[Dataset entries]
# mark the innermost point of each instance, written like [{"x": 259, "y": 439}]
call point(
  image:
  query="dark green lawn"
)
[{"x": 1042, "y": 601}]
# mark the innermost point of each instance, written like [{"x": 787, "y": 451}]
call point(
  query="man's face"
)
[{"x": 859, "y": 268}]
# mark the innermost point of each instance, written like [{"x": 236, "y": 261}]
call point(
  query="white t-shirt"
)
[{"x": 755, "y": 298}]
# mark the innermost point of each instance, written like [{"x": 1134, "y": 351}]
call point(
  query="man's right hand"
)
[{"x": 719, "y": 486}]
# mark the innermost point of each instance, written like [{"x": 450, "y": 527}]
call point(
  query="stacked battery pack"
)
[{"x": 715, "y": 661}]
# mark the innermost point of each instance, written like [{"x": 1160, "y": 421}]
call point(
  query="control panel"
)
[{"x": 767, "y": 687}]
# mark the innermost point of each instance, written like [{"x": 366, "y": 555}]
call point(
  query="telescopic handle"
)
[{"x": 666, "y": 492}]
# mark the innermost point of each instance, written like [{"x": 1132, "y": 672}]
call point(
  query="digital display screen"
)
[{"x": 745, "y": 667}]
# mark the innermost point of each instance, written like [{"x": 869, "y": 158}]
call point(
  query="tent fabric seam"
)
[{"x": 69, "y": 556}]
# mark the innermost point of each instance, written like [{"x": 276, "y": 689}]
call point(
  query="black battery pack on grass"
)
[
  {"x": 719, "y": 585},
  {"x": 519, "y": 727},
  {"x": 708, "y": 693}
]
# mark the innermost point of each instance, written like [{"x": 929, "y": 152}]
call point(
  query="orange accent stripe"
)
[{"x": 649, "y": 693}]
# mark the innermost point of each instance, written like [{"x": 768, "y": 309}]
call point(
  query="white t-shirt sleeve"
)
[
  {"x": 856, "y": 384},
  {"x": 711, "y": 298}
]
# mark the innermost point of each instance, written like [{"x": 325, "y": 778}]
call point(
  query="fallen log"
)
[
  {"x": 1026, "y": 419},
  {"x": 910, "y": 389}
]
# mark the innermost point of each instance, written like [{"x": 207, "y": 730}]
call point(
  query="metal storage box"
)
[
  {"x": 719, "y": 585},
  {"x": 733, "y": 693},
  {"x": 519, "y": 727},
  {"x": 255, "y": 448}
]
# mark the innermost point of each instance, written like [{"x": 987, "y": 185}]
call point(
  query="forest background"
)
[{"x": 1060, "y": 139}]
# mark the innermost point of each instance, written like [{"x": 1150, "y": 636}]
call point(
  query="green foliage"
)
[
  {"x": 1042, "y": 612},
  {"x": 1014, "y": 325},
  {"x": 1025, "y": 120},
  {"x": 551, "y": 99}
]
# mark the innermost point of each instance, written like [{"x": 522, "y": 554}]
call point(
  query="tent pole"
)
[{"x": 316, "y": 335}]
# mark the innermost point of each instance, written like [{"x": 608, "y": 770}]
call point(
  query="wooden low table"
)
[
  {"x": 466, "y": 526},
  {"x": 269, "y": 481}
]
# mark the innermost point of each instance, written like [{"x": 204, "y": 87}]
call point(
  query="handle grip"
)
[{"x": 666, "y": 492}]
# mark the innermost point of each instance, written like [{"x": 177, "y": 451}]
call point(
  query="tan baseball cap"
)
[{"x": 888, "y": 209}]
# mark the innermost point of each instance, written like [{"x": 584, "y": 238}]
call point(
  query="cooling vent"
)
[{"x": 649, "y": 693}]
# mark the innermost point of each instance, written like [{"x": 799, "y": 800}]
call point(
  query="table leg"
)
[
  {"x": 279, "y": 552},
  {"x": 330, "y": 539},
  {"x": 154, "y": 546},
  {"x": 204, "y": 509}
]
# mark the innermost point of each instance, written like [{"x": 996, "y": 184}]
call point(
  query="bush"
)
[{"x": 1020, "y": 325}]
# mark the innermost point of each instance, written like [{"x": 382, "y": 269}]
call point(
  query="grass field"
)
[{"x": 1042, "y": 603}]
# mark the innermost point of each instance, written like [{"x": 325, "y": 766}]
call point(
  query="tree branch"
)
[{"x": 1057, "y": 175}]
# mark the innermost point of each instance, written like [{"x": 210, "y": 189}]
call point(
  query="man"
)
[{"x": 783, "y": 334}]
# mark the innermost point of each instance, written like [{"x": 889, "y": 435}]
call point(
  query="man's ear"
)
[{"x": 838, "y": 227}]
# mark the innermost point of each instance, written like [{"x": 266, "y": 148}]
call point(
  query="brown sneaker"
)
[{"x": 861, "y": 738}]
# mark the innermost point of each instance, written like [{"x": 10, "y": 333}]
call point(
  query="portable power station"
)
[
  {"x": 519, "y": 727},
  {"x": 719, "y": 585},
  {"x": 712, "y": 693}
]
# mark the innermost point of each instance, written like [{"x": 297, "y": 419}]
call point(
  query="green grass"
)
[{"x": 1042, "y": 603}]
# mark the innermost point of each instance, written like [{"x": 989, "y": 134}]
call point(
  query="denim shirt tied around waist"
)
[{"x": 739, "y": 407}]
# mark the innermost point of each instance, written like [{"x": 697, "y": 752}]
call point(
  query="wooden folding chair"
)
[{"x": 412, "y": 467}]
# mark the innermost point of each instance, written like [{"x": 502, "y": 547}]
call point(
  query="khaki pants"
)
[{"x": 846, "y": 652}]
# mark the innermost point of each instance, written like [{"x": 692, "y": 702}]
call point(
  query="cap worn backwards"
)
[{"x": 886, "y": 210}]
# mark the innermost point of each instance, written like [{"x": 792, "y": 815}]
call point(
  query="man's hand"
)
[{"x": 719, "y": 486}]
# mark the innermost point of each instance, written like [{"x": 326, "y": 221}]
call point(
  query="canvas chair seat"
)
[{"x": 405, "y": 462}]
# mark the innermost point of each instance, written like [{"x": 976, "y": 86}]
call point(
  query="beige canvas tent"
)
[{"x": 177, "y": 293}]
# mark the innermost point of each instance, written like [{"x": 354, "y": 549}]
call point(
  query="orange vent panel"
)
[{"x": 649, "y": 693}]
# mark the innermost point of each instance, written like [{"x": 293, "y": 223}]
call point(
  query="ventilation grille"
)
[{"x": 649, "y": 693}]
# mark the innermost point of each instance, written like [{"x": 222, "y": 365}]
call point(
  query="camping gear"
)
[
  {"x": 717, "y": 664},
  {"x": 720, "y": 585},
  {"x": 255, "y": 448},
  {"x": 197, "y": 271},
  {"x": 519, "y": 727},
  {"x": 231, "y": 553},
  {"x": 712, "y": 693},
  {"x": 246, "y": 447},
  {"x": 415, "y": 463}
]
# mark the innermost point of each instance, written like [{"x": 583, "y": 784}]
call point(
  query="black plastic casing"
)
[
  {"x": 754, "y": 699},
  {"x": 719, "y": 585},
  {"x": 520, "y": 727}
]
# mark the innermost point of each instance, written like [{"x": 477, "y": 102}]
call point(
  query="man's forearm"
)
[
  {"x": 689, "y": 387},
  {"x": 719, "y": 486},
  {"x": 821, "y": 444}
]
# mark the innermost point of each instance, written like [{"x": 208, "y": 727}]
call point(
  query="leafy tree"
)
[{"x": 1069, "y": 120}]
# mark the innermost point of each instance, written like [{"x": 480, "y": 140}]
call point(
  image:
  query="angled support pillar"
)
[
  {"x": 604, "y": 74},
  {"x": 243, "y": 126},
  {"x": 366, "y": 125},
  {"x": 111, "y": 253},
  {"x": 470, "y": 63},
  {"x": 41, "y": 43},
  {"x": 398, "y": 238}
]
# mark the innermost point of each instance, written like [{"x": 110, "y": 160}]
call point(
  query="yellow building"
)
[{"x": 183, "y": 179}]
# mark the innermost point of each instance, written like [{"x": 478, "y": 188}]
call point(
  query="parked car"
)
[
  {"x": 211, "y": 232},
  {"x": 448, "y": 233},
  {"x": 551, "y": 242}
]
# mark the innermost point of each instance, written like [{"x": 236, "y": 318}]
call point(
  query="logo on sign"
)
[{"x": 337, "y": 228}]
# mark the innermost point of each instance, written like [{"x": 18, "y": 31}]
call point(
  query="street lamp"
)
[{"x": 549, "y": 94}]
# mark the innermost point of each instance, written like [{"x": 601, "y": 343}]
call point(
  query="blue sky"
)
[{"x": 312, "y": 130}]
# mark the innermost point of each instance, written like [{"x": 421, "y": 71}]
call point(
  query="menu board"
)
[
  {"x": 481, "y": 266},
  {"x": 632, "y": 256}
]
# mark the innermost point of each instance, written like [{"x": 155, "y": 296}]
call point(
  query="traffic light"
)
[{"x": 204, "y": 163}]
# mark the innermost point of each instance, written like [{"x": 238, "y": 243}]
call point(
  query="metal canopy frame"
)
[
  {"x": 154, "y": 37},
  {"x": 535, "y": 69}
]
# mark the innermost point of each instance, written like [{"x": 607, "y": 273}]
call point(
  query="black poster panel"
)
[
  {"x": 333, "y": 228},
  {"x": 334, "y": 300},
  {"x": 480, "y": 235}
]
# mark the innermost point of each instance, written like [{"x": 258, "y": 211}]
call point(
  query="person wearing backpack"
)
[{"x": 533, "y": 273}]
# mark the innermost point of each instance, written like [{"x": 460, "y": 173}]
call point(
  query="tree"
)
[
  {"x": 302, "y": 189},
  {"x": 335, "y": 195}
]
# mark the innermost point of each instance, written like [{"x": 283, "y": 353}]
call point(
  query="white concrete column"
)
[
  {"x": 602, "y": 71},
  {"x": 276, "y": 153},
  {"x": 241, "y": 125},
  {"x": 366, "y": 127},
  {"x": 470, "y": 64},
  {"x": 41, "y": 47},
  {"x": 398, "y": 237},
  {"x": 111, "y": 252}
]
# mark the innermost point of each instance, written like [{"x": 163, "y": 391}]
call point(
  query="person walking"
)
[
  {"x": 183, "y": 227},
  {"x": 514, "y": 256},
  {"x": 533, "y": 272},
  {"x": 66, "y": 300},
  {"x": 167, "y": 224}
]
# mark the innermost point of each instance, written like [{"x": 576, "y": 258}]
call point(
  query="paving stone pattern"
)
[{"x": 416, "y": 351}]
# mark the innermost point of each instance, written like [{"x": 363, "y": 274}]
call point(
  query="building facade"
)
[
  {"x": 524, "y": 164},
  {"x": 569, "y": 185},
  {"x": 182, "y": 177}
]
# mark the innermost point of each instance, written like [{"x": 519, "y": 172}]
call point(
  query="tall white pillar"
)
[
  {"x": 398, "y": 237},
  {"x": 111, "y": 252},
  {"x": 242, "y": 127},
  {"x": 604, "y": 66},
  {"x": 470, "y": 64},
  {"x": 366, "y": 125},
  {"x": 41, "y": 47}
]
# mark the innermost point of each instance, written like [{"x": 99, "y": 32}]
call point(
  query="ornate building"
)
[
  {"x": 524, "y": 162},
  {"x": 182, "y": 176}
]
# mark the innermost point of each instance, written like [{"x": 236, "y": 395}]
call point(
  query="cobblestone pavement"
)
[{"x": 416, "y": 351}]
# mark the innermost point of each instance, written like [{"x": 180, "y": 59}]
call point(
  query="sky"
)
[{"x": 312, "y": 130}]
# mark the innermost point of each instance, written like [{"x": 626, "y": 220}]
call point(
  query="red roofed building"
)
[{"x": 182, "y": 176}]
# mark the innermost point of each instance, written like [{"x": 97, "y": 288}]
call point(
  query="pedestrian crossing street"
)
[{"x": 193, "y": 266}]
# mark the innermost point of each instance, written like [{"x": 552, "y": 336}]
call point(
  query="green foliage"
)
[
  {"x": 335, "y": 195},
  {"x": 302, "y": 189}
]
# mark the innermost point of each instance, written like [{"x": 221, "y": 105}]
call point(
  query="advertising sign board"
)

[Stated problem]
Which lines of the records contain the word "battery"? Select each one and copy it out.

[In response]
  query="stacked battery pack"
  query="black battery pack on grass"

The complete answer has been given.